(Given instruction): Copy word for word everything in the entries below, from the line containing "like x=456, y=58." down to the line containing "x=434, y=227", including both of those lines.

(Dataset entries):

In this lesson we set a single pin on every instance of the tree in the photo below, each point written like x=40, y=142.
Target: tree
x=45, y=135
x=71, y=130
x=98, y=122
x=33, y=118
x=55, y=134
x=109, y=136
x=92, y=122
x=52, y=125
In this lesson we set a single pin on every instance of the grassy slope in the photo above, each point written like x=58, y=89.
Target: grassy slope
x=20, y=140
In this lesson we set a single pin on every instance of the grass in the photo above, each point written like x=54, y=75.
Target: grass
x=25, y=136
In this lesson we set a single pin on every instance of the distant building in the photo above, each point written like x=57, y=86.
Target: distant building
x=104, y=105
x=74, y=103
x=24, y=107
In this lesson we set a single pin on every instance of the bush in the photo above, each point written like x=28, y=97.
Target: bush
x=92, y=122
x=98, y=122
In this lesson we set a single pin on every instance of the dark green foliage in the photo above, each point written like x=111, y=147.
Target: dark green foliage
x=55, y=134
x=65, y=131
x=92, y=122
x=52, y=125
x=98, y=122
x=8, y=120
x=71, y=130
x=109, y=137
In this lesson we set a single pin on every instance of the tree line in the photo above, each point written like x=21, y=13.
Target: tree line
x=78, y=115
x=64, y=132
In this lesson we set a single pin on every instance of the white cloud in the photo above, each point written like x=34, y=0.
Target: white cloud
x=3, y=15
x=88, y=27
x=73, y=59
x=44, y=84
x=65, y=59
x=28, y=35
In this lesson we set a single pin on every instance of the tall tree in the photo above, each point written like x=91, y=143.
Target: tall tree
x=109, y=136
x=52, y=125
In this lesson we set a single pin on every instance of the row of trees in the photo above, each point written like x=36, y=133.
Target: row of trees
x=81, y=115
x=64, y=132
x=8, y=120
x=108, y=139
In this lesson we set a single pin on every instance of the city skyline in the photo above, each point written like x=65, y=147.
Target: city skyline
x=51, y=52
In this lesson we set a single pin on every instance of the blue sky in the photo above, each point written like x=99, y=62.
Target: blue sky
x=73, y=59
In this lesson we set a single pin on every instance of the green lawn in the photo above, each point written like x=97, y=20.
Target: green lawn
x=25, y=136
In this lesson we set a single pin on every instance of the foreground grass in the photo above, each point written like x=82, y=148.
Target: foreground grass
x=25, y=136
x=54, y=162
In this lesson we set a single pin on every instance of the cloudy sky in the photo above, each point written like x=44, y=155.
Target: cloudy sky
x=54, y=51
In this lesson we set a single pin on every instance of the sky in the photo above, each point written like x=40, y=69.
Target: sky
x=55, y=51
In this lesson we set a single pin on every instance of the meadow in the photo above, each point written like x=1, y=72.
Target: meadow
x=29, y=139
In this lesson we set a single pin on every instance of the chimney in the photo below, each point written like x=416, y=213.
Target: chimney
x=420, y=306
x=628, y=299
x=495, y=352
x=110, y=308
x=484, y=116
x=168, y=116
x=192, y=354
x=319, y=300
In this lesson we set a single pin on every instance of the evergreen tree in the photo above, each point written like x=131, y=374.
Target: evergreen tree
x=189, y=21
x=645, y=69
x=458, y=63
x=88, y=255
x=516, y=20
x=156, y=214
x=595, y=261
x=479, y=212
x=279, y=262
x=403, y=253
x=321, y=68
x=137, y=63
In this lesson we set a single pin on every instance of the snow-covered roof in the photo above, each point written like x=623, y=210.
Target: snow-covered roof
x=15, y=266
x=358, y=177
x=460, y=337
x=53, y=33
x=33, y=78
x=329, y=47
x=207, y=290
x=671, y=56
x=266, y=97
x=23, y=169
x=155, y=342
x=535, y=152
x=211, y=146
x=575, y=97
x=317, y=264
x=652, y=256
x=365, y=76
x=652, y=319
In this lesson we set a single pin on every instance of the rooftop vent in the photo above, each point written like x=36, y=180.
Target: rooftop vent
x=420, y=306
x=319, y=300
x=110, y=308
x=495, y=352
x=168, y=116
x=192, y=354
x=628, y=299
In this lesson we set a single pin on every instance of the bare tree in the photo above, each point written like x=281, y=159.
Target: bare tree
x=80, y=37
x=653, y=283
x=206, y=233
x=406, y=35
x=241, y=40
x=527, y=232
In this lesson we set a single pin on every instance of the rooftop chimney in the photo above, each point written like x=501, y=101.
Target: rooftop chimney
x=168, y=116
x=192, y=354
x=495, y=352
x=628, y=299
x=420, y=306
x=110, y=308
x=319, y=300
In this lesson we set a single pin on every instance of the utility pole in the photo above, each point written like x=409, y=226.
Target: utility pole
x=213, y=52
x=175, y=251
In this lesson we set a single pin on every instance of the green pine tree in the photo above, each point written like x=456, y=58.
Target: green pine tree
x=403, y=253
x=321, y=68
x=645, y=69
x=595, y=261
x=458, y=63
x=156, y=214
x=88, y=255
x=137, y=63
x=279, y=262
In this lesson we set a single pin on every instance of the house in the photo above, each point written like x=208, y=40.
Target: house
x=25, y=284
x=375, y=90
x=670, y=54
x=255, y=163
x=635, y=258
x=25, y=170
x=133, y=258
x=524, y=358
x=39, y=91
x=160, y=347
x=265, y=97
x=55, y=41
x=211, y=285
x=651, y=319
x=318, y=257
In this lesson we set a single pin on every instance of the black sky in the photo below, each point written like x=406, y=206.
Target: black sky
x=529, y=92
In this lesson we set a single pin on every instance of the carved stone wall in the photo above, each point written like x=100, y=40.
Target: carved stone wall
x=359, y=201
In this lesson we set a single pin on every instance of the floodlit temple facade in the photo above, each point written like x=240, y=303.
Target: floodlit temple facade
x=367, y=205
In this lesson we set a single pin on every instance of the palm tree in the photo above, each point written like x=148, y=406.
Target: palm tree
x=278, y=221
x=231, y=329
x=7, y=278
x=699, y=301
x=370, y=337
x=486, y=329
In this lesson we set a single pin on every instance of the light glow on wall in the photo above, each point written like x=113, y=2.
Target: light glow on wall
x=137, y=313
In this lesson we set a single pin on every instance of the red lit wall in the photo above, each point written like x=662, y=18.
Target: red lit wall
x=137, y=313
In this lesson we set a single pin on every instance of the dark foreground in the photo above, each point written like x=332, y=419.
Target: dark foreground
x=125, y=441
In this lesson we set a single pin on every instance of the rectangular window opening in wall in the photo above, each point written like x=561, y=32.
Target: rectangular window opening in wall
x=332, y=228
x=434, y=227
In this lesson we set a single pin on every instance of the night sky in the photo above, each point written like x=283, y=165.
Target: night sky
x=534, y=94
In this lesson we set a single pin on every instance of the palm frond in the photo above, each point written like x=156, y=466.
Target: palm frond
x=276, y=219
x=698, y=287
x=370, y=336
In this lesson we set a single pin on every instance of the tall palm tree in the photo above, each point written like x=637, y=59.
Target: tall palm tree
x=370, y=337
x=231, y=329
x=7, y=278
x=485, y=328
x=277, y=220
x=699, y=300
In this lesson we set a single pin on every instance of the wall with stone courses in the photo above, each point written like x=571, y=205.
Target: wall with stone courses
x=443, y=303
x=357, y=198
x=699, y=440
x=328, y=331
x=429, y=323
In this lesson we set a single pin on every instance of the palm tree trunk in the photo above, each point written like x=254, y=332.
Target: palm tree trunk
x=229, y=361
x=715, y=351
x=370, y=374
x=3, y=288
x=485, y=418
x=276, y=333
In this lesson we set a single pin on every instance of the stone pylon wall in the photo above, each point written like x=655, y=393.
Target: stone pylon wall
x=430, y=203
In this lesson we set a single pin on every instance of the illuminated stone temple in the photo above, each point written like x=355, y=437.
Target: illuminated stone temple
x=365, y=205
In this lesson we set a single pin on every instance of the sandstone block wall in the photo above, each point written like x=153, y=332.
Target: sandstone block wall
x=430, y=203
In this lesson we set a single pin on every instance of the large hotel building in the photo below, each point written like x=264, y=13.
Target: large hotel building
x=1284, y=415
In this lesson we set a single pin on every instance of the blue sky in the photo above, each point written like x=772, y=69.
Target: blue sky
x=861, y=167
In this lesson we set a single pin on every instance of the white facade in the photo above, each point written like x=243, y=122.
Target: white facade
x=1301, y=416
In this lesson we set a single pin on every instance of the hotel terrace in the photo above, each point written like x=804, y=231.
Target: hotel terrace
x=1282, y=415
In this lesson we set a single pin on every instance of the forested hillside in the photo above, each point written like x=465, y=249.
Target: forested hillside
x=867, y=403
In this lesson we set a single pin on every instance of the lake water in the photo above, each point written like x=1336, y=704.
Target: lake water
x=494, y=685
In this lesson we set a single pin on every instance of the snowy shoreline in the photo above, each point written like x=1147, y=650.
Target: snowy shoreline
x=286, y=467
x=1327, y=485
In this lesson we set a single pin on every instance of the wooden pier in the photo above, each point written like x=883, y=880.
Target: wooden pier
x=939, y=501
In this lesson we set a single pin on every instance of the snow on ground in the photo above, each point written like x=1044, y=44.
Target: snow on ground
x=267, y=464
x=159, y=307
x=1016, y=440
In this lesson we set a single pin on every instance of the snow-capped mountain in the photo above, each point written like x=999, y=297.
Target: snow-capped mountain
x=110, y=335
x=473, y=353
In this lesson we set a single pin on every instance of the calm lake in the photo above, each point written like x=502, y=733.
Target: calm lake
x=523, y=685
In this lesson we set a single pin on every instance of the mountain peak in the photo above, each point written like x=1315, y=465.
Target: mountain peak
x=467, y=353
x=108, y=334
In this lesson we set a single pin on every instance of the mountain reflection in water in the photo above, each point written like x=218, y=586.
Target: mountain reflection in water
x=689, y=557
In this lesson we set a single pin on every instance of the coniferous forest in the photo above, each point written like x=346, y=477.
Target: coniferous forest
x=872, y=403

(Exercise response):
In this lesson we set a single pin on every instance of the green pine tree in the photo above, each point written like x=456, y=58.
Target: green pine tree
x=403, y=253
x=321, y=68
x=645, y=69
x=595, y=261
x=458, y=63
x=156, y=214
x=88, y=255
x=137, y=63
x=279, y=262
In this lesson we set a single pin on every instance of the house in the photo above, each point written like x=208, y=40.
Target: house
x=25, y=284
x=375, y=90
x=670, y=54
x=255, y=163
x=635, y=258
x=25, y=170
x=133, y=258
x=524, y=358
x=39, y=91
x=160, y=347
x=265, y=97
x=55, y=41
x=211, y=285
x=651, y=319
x=318, y=257
In this lesson we set a single pin on every instance of the black sky in the photo below, each point written like x=406, y=206.
Target: black sky
x=529, y=92
In this lesson we set a single pin on every instance of the carved stone wall in the photo above, each point written like x=100, y=40.
Target: carved stone wall
x=359, y=201
In this lesson we set a single pin on every instance of the floodlit temple facade in the photo above, each point written like x=240, y=303.
Target: floodlit temple facade
x=367, y=205
In this lesson we set a single pin on every instance of the palm tree in the photo above, each point written like x=148, y=406.
Target: palm tree
x=278, y=221
x=231, y=329
x=7, y=278
x=699, y=301
x=370, y=337
x=486, y=329
In this lesson we set a single pin on every instance of the light glow on wall in the photo above, each point written like x=113, y=2.
Target: light glow on wall
x=137, y=313
In this lesson we set a single pin on every instance of the red lit wall in the photo above, each point written like x=662, y=18.
Target: red lit wall
x=137, y=313
In this lesson we set a single pin on every instance of the dark foreground in the photo above, each point written like x=332, y=419.
Target: dark foreground
x=125, y=441
In this lesson we set a single pin on every instance of the rectangular window opening in wall in the photo above, each point written like x=561, y=32.
Target: rectangular window opening in wall
x=332, y=228
x=434, y=227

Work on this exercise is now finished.